### Provided entries ###
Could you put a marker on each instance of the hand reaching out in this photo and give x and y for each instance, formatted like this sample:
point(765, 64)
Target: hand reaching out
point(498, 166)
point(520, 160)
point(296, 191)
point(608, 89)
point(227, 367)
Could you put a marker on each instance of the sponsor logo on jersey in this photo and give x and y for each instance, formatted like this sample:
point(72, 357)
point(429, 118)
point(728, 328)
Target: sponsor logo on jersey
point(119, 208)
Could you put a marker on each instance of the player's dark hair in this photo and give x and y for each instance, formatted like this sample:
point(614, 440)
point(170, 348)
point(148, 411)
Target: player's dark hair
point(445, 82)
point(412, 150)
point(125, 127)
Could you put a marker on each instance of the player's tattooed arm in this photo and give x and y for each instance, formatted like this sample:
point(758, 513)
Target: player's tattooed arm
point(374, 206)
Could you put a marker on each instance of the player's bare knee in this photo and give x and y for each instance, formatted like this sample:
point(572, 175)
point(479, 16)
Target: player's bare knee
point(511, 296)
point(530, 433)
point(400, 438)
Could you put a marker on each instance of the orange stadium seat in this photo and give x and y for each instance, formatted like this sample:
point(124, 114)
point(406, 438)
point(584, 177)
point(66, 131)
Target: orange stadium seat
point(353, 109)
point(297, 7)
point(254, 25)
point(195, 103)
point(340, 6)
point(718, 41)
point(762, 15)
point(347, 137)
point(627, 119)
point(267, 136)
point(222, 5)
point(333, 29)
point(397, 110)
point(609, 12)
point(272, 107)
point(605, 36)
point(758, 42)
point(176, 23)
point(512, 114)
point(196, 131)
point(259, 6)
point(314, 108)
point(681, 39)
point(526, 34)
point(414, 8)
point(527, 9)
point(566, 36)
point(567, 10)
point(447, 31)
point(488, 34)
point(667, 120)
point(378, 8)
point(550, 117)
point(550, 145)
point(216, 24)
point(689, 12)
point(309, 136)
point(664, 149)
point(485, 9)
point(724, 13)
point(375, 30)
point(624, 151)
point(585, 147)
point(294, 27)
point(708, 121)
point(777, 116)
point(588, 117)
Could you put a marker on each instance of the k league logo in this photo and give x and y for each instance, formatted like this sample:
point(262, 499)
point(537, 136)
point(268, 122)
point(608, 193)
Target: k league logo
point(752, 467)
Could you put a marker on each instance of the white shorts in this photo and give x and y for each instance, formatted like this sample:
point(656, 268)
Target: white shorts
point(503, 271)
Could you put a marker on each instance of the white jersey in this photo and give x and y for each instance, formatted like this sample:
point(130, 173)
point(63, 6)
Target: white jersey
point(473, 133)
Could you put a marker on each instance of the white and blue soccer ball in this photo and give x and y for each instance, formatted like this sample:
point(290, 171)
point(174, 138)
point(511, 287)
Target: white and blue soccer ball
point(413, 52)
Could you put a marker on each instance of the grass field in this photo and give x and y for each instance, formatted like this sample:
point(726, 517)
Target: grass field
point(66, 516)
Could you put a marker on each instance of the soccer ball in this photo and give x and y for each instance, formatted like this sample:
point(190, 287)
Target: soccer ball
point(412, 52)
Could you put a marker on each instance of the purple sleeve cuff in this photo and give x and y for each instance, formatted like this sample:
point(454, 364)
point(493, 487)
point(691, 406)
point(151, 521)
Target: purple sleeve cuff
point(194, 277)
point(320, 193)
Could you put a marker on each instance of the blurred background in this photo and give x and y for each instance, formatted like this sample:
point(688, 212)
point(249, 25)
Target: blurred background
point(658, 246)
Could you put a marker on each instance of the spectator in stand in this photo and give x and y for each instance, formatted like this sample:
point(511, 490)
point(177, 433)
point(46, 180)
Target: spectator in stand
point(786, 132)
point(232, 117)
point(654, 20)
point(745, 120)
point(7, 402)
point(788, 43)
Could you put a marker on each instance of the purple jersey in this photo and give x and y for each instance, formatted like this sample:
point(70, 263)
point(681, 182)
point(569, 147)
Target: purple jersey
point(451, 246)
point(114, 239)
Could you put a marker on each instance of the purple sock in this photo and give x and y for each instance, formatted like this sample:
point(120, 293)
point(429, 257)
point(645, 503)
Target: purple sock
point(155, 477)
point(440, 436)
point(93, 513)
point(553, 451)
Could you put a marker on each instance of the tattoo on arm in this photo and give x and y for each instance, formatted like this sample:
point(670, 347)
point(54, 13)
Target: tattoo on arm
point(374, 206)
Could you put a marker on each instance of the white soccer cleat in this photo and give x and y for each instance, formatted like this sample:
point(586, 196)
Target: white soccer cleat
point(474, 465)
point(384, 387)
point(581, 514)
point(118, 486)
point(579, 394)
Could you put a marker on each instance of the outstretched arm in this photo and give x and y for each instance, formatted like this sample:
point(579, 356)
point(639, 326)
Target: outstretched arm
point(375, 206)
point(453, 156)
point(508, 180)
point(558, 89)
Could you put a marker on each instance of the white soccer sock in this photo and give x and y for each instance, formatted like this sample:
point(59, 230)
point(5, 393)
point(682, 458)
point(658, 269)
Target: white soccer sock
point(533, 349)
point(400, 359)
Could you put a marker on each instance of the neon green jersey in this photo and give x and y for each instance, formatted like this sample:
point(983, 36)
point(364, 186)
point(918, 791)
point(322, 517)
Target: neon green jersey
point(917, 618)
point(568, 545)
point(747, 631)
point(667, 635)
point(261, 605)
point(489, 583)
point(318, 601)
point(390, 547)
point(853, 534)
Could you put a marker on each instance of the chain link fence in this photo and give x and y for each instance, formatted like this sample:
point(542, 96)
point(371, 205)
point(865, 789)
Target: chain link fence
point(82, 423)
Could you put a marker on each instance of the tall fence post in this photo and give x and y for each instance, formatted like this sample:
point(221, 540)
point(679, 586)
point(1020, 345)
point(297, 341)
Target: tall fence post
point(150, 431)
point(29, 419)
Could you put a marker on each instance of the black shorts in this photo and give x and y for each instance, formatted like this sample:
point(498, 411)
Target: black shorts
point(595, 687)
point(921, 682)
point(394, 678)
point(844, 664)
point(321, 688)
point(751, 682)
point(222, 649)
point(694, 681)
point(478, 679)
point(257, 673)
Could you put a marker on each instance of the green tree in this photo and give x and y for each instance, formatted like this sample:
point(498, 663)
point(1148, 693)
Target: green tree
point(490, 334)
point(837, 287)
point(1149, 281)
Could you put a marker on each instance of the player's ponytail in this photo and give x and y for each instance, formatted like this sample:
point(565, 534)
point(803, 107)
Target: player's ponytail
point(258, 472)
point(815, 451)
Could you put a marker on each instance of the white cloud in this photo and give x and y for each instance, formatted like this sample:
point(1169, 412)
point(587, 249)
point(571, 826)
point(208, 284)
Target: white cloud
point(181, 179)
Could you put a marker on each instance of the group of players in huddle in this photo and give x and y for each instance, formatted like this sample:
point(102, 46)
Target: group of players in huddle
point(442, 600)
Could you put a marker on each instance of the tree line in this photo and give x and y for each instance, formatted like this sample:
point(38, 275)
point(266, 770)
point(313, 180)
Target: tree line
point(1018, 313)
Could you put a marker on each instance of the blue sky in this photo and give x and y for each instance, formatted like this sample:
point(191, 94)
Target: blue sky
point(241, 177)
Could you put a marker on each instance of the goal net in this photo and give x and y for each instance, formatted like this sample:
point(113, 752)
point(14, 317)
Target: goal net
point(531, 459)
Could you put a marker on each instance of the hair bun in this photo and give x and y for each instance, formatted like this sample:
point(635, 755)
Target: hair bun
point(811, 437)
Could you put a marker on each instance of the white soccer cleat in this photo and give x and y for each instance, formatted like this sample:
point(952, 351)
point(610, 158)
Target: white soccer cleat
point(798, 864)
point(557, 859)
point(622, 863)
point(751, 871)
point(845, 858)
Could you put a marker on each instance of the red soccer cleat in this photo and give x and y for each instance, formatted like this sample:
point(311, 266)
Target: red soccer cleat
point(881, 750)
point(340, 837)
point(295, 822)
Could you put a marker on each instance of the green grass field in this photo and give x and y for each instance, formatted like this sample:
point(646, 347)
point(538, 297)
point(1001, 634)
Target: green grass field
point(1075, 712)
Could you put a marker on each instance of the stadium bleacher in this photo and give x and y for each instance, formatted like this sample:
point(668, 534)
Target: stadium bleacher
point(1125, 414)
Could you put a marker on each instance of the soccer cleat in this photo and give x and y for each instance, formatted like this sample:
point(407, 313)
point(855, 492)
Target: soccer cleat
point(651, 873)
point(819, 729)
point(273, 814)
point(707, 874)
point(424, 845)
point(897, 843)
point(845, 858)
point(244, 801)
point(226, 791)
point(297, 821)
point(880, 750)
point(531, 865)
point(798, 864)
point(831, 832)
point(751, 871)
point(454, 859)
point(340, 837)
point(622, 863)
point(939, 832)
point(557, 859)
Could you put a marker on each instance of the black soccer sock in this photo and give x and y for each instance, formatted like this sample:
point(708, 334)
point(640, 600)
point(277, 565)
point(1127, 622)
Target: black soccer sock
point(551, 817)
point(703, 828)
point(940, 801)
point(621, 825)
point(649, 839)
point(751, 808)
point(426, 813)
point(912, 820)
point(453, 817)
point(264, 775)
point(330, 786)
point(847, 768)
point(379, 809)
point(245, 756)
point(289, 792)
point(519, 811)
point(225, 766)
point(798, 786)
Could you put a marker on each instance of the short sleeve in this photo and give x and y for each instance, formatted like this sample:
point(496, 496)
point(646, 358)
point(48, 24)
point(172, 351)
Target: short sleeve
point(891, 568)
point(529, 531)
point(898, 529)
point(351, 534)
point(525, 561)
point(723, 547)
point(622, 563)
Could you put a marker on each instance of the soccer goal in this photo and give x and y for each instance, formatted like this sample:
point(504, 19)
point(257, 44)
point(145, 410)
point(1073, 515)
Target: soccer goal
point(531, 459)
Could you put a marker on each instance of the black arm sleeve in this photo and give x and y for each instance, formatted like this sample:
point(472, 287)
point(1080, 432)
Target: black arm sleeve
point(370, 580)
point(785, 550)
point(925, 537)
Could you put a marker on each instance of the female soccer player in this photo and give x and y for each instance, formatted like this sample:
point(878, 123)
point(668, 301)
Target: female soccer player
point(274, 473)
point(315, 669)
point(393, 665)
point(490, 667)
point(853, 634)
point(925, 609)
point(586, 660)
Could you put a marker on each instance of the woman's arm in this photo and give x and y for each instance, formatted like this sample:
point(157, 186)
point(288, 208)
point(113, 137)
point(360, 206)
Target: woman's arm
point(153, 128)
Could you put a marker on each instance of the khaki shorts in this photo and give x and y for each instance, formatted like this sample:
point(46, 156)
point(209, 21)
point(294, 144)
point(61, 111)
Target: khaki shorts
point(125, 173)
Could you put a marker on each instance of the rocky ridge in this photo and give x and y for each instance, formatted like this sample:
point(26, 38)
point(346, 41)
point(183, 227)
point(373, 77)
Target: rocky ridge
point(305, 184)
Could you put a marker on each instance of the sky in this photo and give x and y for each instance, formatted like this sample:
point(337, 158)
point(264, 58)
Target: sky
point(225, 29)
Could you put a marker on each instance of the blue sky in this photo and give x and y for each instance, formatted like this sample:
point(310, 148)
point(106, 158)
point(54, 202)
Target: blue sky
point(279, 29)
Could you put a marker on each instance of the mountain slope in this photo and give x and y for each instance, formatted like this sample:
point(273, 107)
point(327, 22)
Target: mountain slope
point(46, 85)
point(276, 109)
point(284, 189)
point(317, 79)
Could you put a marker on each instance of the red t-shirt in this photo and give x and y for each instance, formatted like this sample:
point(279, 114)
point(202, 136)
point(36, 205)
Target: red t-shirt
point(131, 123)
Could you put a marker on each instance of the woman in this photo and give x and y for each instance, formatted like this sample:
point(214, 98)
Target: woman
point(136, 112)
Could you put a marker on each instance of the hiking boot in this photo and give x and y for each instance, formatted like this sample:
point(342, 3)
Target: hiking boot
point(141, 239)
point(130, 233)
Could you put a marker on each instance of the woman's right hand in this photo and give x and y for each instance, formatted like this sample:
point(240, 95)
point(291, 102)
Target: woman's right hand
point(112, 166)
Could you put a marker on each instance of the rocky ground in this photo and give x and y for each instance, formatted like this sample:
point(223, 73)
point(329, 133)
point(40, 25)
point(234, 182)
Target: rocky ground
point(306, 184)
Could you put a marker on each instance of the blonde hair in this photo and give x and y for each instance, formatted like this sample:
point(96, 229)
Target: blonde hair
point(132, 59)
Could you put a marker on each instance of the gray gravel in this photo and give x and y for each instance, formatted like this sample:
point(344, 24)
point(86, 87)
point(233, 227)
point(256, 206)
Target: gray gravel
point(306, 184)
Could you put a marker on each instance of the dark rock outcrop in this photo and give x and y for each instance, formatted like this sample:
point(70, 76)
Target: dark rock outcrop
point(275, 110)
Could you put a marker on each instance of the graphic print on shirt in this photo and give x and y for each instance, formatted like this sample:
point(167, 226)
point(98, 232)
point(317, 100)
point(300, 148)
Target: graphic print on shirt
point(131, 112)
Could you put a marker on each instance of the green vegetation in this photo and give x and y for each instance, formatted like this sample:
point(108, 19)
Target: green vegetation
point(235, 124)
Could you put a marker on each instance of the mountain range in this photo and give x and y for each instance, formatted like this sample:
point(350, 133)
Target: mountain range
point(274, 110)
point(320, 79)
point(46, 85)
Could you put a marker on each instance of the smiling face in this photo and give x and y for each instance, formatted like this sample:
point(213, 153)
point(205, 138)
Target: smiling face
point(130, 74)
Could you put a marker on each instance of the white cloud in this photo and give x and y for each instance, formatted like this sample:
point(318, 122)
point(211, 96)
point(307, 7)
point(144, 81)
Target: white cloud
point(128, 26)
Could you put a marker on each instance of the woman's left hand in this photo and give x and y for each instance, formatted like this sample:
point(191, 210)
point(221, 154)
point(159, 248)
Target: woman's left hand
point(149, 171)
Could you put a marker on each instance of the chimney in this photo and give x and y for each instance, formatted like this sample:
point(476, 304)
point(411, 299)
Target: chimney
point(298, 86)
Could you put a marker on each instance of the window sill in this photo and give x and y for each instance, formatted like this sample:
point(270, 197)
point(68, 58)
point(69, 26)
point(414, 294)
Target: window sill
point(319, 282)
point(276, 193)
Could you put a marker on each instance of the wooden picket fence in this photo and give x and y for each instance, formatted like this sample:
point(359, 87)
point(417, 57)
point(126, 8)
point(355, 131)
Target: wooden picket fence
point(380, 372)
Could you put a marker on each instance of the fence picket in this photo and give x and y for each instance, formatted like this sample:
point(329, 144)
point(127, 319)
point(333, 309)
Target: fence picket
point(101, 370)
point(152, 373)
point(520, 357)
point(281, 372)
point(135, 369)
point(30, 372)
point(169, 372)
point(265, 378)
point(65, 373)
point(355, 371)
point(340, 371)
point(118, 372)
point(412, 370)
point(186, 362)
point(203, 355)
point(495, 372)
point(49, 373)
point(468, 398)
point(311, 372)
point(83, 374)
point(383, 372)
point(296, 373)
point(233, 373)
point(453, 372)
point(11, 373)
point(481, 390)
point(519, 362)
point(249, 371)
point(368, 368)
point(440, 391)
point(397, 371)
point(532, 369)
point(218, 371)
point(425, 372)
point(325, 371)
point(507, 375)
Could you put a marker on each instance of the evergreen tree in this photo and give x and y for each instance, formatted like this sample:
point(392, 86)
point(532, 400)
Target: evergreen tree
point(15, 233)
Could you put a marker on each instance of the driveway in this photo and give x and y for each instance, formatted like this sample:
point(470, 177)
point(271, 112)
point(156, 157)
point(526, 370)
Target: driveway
###
Return the number of lines in the data above that include the word "driveway", and nothing else.

2